Samuel Câmara
Pastor da Assembleia de Deus em Belém
Quando o transatlântico Titanic fragorosamente
afundou, em 1912, houve rumores de que havia em sua carga uma fortuna em
dinheiro, joias e ouro. Era um mito. Quando o manifesto de carga do navio foi
descoberto, estava ali registrado que a carga consistia apenas de
matérias-primas: linho, palha, peles de animais, peças de carros, couro,
elásticos, perucas e equipamentos de refrigeração.
A vida também é semelhante. Algumas pessoas são reverenciadas e honradas pela
riqueza e poder que possuem, até que o “manifesto de carga” de seu patrimônio
moral seja finalmente revelado.
Há tão fartos exemplos na vida, tão exaustivamente esmiuçados, que se torna
desnecessário voltar a mencioná-los. Mas, infelizmente, há de se fazer notar
que, como resultado de uma equivocada inversão de valores, não poucas pessoas
acham que alguém deva ser honrado e reverenciado simplesmente por ser rico e
poderoso, mesmo que seja ímpio e reprovável.
Por outro lado, se uma pessoa vive uma vida honrada
e bem disciplinada, é considerada por muitos como menos digna de consideração,
se for pobre. Mas com o tempo, quando o “manifesto de carga” moral de cada um é
encontrado, revela finalmente qual vida contém algo de valor duradouro, ou nada
que valha a pena.
Como podemos avaliar o significado de nossas vidas e o tesouro que elas contém?
Todos sabemos que bem no fundo do nosso ser algo nos diz que tal coisa não pode
ser medida em termos de riqueza, fama ou poder.

*Dados fornecidos*
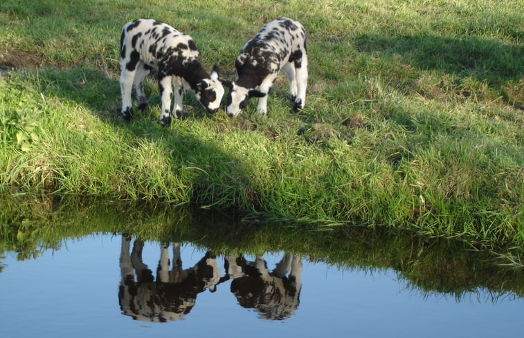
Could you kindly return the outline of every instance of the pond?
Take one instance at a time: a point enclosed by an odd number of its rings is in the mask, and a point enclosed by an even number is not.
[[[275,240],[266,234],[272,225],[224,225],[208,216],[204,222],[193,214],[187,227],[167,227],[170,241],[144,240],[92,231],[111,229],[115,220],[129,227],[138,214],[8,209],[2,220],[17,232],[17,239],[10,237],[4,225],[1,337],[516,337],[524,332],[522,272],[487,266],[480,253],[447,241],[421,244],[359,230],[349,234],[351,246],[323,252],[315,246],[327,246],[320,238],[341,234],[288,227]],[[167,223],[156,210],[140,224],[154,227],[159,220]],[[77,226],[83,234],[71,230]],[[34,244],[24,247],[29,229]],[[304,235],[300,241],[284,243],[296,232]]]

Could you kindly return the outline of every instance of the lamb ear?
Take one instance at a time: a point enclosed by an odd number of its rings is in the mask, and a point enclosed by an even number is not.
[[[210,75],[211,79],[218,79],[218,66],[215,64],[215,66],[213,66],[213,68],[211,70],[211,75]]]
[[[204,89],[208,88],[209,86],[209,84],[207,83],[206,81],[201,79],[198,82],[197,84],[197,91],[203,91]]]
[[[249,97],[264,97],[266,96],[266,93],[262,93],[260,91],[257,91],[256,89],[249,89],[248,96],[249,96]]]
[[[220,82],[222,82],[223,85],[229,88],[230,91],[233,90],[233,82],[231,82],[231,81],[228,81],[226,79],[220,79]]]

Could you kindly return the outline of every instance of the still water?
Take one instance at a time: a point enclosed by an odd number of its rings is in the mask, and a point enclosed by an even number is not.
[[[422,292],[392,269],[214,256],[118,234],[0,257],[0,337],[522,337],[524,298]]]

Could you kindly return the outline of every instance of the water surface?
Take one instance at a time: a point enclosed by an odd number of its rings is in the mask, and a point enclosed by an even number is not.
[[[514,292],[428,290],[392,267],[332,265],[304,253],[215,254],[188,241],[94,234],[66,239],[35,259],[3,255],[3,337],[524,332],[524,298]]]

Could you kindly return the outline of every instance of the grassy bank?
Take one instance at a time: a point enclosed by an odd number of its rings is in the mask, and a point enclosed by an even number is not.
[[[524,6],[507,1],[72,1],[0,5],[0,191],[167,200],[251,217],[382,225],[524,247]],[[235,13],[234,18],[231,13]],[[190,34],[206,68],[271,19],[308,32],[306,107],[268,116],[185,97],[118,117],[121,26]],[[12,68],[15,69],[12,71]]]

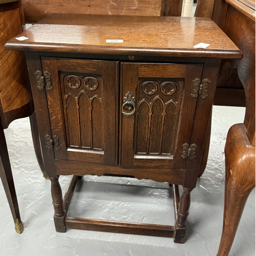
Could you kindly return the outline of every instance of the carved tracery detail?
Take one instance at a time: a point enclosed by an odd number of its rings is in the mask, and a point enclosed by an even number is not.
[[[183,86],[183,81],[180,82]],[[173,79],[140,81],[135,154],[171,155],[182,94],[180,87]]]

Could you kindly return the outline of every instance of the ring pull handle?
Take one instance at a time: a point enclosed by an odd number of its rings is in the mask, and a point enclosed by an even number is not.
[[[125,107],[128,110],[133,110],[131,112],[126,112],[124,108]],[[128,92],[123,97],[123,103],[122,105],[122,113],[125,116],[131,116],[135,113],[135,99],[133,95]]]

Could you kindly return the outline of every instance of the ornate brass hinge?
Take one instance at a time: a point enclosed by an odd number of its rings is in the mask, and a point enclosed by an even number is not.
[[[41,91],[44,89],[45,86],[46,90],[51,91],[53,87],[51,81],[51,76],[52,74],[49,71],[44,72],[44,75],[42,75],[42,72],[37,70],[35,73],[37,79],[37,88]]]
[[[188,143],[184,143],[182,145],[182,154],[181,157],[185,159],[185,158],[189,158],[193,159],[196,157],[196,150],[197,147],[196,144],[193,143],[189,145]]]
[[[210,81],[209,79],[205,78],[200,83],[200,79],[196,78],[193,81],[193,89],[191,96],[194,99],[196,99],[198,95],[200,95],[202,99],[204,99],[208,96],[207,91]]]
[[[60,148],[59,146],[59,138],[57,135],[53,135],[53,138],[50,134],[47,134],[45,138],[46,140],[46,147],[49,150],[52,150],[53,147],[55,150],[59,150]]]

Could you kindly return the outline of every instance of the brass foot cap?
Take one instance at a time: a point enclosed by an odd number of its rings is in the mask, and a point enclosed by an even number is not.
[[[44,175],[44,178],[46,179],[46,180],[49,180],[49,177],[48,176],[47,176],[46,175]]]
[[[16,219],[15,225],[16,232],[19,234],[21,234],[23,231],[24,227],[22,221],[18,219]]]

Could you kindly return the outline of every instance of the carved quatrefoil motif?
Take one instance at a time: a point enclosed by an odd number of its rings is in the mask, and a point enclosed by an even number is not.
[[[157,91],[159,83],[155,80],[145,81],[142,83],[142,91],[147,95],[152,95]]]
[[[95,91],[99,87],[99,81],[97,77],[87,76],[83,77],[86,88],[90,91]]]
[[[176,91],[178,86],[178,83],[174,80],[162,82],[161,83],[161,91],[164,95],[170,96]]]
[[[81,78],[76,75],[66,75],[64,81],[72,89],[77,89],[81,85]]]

==

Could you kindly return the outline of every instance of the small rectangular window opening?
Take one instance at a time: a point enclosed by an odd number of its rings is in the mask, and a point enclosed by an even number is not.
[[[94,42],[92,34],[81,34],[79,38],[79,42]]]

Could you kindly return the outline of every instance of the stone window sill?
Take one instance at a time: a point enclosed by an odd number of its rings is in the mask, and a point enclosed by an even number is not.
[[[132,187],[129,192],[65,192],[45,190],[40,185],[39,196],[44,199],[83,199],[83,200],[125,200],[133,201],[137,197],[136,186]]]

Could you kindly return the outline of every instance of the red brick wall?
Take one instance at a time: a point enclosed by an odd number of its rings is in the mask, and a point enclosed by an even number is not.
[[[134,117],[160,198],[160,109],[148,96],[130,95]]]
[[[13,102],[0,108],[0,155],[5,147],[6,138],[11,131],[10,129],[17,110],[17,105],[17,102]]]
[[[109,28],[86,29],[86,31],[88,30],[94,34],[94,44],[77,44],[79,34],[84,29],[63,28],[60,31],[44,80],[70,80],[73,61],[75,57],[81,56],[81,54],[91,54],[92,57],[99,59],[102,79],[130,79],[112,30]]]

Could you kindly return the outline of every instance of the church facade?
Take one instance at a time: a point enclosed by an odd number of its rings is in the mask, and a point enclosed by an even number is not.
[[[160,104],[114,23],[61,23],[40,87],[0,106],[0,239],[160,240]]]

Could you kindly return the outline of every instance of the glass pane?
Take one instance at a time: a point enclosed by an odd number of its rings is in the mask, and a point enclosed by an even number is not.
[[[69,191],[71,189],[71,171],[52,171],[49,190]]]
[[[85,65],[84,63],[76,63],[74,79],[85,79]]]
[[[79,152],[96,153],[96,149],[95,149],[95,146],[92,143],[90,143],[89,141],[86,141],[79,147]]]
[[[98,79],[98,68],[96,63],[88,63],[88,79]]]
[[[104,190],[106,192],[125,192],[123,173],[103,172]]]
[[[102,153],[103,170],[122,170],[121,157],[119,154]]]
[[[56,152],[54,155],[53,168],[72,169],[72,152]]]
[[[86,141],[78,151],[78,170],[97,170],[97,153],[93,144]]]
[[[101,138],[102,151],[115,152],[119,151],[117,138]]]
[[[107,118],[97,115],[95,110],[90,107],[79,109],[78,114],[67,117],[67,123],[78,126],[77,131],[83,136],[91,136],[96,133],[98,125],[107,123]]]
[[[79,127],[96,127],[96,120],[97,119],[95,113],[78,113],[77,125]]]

*Instruções da tarefa*
Responda às perguntas abaixo com base no texto citado.
(a) Em que ano o Titanic afundou?
(b) Segundo o manifesto de carga do navio, em que consistia a carga?
(c) Em que termos, segundo o texto, o significado de nossas vidas não pode ser medido?

*Solução do exercício*
(a) Em 1912.
(b) Consistia apenas de matérias-primas: linho, palha, peles de animais, peças de carros, couro, elásticos, perucas e equipamentos de refrigeração.
(c) Em termos de riqueza, fama ou poder.